REQUIRED ACTION — Below are records that must be duplicated exactly.

Point-per-instance localization data —
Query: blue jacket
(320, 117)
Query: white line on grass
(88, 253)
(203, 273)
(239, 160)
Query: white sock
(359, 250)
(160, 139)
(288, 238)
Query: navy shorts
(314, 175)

RESULT BELOW —
Query: blue jacket
(320, 117)
Query: white line on grass
(88, 253)
(203, 273)
(239, 160)
Query: white sock
(359, 250)
(160, 139)
(288, 238)
Query: navy shorts
(314, 175)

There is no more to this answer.